■ Data for this exercise ■
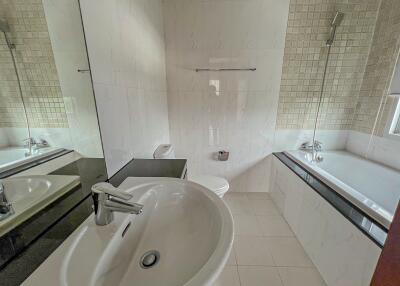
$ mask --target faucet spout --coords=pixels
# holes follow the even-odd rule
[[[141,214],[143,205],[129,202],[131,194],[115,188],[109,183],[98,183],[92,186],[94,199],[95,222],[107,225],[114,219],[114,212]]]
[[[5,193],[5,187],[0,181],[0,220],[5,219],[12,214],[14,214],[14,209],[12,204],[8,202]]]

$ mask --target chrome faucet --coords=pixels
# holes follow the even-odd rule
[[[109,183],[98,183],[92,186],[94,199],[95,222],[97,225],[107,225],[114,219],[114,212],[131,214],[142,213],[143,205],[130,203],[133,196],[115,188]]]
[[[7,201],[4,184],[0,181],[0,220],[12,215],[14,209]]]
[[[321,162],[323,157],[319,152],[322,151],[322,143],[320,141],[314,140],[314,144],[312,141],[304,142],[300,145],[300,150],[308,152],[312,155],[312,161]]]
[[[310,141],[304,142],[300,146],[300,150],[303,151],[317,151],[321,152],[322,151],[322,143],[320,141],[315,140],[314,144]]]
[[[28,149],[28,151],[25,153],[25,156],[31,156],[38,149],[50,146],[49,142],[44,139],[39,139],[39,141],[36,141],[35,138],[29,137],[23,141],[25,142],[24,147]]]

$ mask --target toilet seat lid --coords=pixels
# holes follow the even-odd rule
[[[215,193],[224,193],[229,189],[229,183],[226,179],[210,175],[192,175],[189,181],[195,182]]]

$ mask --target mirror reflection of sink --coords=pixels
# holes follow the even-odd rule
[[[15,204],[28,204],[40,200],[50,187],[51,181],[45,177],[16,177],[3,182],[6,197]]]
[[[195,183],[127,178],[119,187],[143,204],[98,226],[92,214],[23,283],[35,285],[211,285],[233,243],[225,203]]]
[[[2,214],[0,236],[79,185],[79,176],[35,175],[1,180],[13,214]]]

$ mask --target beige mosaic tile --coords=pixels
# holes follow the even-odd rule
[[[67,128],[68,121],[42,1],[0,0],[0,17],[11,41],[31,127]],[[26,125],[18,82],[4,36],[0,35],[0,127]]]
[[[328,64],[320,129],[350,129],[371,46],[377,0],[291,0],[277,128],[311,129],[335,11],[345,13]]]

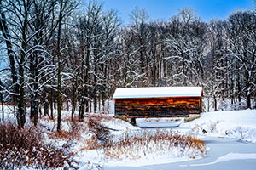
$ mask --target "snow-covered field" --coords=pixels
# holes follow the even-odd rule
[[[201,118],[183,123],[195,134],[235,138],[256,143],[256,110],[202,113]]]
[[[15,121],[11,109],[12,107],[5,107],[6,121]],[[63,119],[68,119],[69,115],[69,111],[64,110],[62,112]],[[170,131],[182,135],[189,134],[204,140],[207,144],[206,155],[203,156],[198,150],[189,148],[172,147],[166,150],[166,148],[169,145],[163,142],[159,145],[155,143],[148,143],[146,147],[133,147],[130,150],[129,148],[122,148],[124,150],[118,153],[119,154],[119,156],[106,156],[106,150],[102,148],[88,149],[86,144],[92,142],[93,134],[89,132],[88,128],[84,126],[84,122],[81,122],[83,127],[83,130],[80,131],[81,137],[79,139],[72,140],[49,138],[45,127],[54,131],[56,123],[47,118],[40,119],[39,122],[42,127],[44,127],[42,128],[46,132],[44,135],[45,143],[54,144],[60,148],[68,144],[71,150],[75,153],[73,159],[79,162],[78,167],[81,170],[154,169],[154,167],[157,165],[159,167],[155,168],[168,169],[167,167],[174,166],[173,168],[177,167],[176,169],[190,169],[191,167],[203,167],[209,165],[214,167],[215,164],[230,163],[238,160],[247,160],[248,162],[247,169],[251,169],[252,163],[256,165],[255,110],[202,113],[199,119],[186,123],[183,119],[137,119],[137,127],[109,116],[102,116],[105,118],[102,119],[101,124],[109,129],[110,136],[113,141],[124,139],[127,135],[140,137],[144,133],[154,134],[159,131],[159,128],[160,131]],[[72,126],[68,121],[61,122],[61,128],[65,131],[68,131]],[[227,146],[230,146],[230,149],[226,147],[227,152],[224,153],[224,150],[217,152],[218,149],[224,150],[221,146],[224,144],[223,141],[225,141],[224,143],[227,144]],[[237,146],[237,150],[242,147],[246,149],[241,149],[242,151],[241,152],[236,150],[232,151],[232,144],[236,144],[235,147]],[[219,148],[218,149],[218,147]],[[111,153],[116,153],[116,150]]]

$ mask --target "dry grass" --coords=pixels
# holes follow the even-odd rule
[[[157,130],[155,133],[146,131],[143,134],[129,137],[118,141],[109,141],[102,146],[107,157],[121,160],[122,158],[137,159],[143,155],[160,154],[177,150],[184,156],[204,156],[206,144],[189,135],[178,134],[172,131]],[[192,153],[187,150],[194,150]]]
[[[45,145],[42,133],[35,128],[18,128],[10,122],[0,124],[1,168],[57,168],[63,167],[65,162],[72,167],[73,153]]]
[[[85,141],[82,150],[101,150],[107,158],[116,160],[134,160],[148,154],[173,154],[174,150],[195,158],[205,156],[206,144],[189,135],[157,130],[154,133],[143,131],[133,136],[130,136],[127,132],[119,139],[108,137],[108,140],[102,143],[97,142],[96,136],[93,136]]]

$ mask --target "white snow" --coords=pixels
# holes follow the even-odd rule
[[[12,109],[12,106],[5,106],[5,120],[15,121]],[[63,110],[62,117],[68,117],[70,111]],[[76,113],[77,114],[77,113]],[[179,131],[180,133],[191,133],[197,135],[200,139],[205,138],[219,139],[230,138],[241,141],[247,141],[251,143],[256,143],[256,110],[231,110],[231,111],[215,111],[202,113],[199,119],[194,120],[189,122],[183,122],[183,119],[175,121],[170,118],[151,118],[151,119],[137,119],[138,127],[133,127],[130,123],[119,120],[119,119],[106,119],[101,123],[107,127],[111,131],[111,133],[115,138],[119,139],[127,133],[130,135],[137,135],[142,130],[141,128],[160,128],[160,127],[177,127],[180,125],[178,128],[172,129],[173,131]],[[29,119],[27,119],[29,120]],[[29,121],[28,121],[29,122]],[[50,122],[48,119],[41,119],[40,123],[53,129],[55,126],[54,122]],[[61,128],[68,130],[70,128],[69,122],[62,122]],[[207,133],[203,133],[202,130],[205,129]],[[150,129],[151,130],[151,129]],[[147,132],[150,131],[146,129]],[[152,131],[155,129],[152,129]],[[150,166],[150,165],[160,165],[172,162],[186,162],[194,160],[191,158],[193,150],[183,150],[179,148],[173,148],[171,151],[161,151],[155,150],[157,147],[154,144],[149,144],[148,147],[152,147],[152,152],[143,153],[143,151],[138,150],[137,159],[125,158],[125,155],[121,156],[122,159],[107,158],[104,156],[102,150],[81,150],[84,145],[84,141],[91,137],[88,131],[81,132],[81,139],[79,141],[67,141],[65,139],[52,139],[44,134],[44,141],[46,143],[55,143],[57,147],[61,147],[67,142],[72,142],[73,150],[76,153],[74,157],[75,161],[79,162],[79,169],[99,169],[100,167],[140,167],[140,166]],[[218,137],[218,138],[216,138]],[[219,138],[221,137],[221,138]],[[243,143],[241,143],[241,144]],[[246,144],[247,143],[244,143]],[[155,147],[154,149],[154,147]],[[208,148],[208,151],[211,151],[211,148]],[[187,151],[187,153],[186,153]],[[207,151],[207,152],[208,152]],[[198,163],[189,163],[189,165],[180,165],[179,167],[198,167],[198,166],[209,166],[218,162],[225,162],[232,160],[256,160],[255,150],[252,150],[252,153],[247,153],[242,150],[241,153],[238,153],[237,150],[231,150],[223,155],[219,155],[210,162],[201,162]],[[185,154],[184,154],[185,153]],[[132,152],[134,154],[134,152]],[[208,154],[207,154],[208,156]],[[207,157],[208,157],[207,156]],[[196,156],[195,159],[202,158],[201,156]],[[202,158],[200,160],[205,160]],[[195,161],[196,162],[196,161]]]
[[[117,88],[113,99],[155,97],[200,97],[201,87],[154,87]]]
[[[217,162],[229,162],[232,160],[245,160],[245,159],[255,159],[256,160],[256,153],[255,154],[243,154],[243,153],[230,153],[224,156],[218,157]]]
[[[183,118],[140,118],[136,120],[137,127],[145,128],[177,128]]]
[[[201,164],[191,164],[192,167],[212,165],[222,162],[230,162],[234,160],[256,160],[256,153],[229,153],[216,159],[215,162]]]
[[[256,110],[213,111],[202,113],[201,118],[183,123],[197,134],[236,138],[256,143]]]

--

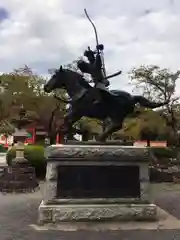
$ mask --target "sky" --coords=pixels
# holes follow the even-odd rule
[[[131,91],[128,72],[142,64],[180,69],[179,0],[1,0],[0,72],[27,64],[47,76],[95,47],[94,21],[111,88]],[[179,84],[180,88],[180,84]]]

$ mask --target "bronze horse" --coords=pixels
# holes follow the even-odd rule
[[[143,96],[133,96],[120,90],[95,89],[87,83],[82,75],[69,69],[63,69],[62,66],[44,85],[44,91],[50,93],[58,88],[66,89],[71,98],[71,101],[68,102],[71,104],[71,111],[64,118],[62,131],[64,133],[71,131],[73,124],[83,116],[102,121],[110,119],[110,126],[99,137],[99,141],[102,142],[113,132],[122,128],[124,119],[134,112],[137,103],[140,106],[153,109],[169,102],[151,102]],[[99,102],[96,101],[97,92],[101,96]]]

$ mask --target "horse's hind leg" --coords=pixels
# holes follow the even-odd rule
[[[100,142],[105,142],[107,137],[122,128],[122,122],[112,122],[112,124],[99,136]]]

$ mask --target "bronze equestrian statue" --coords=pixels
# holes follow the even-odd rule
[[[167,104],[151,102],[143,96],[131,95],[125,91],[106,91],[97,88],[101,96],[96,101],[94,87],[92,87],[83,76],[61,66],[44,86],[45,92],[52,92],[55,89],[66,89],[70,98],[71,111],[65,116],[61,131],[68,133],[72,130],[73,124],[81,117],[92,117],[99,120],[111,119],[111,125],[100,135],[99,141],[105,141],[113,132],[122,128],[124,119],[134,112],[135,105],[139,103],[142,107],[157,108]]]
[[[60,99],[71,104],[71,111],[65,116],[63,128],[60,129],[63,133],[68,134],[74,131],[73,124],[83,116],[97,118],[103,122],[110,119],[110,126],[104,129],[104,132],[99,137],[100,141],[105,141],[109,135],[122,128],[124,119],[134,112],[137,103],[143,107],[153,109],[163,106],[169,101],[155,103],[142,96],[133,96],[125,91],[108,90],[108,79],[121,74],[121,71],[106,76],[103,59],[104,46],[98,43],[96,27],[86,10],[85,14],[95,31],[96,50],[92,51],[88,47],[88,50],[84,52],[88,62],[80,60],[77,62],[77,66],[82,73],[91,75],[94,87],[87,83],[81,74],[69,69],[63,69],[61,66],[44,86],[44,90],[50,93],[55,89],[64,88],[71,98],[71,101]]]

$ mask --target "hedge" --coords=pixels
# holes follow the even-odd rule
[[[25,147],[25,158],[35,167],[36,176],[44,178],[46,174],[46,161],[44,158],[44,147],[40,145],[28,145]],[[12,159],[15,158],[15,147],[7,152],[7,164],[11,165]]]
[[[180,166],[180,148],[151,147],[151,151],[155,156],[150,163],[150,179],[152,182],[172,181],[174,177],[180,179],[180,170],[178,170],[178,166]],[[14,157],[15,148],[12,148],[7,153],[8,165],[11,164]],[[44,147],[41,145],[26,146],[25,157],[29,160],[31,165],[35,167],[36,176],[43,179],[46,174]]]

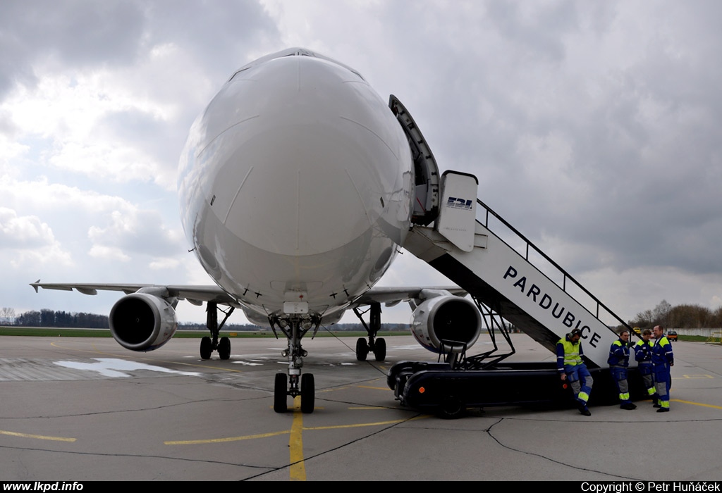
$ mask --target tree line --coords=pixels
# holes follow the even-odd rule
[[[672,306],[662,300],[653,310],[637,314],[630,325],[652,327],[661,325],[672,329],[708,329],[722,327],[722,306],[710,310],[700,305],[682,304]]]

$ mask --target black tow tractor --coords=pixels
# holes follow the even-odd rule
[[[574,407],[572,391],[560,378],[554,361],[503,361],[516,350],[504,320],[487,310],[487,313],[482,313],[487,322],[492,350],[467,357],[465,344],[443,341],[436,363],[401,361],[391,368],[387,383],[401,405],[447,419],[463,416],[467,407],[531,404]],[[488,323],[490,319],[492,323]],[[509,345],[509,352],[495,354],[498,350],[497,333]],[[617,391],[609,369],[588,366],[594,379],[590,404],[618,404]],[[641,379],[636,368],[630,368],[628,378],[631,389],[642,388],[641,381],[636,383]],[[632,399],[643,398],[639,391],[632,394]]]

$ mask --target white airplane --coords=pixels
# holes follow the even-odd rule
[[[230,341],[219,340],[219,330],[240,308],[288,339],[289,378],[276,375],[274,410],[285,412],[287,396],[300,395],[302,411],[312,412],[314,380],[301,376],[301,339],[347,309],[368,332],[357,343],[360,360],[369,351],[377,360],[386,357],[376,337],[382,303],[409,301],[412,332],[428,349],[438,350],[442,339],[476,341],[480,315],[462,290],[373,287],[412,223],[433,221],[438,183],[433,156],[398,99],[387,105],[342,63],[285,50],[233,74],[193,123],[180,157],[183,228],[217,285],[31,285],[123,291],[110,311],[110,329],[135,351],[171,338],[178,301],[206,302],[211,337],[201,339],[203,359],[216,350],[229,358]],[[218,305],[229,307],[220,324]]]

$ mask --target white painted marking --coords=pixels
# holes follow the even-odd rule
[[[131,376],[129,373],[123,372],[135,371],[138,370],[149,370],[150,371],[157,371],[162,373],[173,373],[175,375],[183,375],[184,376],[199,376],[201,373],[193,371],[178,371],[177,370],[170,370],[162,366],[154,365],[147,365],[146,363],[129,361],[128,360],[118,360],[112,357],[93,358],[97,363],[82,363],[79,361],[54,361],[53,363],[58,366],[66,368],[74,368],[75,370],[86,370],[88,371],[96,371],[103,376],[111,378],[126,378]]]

* * *

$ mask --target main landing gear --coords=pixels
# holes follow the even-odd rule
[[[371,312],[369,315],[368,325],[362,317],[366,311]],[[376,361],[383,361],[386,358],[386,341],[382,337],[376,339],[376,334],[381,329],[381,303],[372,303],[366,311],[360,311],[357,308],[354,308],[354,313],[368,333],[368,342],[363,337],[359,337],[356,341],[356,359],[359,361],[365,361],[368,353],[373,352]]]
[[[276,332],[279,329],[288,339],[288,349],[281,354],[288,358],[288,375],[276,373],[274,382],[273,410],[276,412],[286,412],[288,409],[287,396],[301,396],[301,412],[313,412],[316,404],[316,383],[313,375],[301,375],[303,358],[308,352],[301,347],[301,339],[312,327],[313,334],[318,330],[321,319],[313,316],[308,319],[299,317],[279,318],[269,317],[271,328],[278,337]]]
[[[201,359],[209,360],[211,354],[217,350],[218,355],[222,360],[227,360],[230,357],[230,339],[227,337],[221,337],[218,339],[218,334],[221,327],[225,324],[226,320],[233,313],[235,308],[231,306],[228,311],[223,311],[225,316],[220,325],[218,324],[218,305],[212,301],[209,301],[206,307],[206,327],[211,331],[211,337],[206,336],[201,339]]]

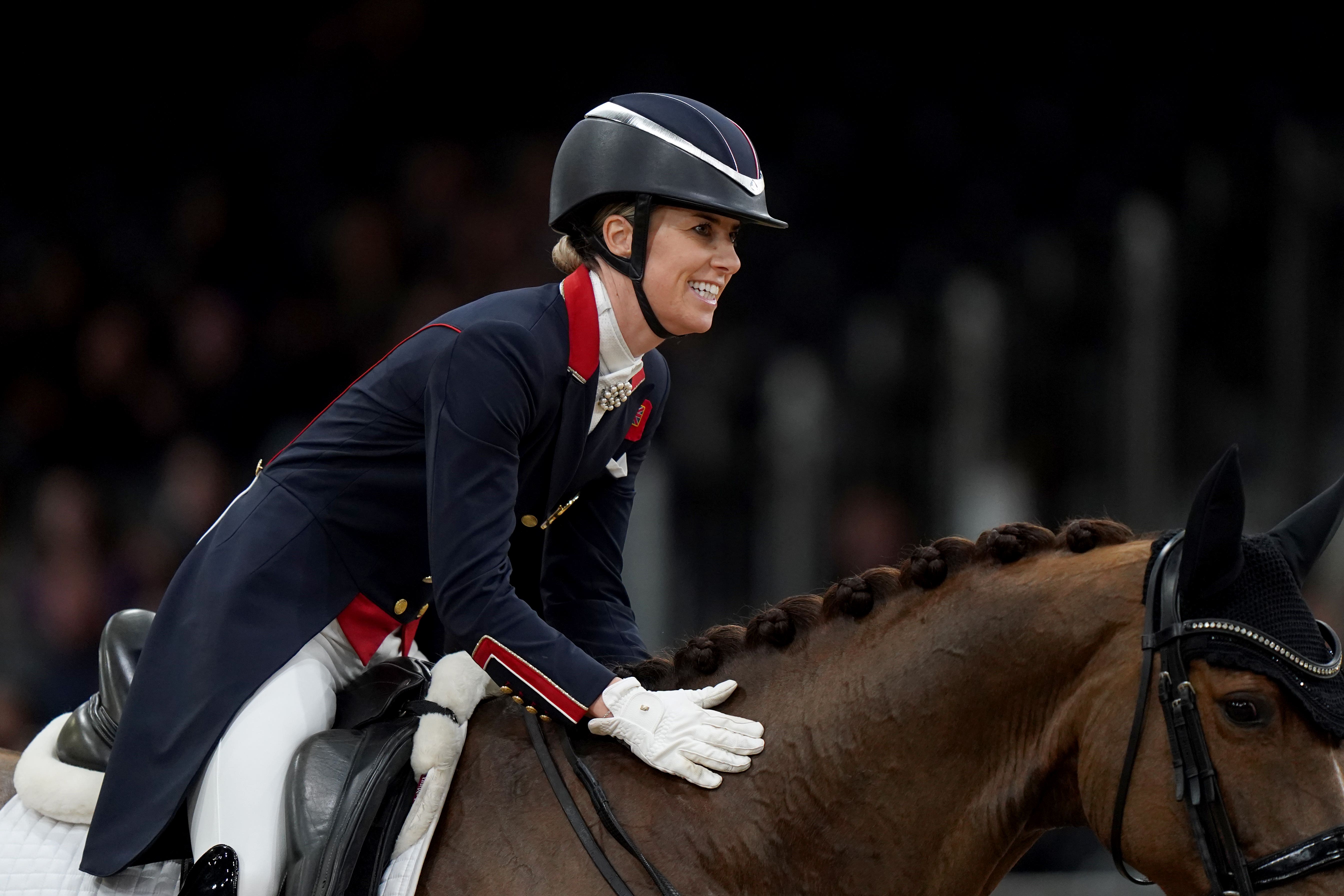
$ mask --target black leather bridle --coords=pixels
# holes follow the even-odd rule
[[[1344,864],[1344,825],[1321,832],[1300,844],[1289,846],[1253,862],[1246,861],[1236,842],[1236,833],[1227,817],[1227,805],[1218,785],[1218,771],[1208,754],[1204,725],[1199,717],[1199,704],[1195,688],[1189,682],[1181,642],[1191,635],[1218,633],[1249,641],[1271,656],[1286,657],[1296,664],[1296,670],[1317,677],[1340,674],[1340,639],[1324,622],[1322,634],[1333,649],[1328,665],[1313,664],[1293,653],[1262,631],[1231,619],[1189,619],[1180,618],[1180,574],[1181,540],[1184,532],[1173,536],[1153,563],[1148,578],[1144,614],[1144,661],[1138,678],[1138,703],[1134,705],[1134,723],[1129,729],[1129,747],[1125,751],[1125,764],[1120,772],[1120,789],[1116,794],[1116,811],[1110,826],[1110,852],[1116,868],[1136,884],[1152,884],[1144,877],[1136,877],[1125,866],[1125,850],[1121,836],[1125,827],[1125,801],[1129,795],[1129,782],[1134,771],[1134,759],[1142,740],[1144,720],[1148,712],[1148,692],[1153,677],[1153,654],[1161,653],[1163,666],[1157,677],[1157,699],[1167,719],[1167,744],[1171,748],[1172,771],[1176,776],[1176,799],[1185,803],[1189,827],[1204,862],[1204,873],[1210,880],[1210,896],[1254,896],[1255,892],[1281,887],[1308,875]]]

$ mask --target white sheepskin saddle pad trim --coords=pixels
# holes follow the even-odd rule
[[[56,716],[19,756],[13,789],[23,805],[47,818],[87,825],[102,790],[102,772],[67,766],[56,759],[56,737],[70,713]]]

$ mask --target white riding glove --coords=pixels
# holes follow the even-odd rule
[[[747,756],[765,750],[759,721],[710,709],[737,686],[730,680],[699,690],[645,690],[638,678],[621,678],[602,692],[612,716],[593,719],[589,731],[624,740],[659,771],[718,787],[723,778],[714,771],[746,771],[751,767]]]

■ Task ■
Shift every coordinate in the polygon outlines by adding 96 to each number, and write the rows out again, starting at the row that contains "faucet spout --coords=pixels" and ending at the row that contains "[[[2,214],[0,236],[79,185],[79,176],[35,175],[1,180],[13,214]]]". Keep the mask commands and comment rows as they are.

■ Right answer ■
$ mask --target faucet spout --coords=pixels
# holes follow the even-odd rule
[[[237,310],[239,301],[225,298],[227,290],[211,284],[205,279],[194,279],[188,282],[190,295],[191,318],[203,321],[210,315],[210,308]]]
[[[101,289],[101,283],[96,277],[96,316],[101,315],[108,310],[110,310],[110,305],[108,300],[104,298]]]

$ mask --target chrome faucet --coords=pixels
# holes follow the even-odd rule
[[[205,279],[194,279],[188,282],[190,295],[191,318],[193,321],[203,321],[210,315],[210,308],[227,310],[238,309],[239,301],[226,299],[229,292],[211,284]]]
[[[103,297],[100,280],[96,277],[96,316],[108,311],[110,305]]]
[[[417,258],[419,253],[415,248],[418,247],[418,239],[416,237],[410,236],[410,240],[408,237],[400,238],[396,241],[396,246],[404,248],[408,251],[408,257]]]
[[[406,237],[400,238],[396,242],[396,246],[399,247],[413,247],[417,248],[418,247],[418,239],[416,237],[411,236],[410,240]]]
[[[124,245],[124,247],[121,249],[121,252],[127,252],[134,245],[146,242],[145,238],[140,235],[135,235],[135,237],[132,237],[131,234],[125,233],[119,237],[121,238],[120,243]]]

$ mask --target toilet seat lid --coords=pixels
# holes follow the even-odd rule
[[[311,289],[320,289],[325,285],[325,279],[322,275],[306,271],[288,271],[285,277],[291,278]]]

$ mask --target mirror reflection of sink --coords=pixels
# holes follow the even-odd rule
[[[111,300],[124,300],[136,296],[146,283],[147,277],[141,273],[112,273],[99,278],[102,293]]]
[[[291,279],[223,274],[215,283],[239,300],[194,322],[188,310],[119,379],[131,381],[307,381],[329,339],[321,299]]]
[[[98,310],[96,332],[175,281],[175,272],[131,271],[97,276],[109,310]]]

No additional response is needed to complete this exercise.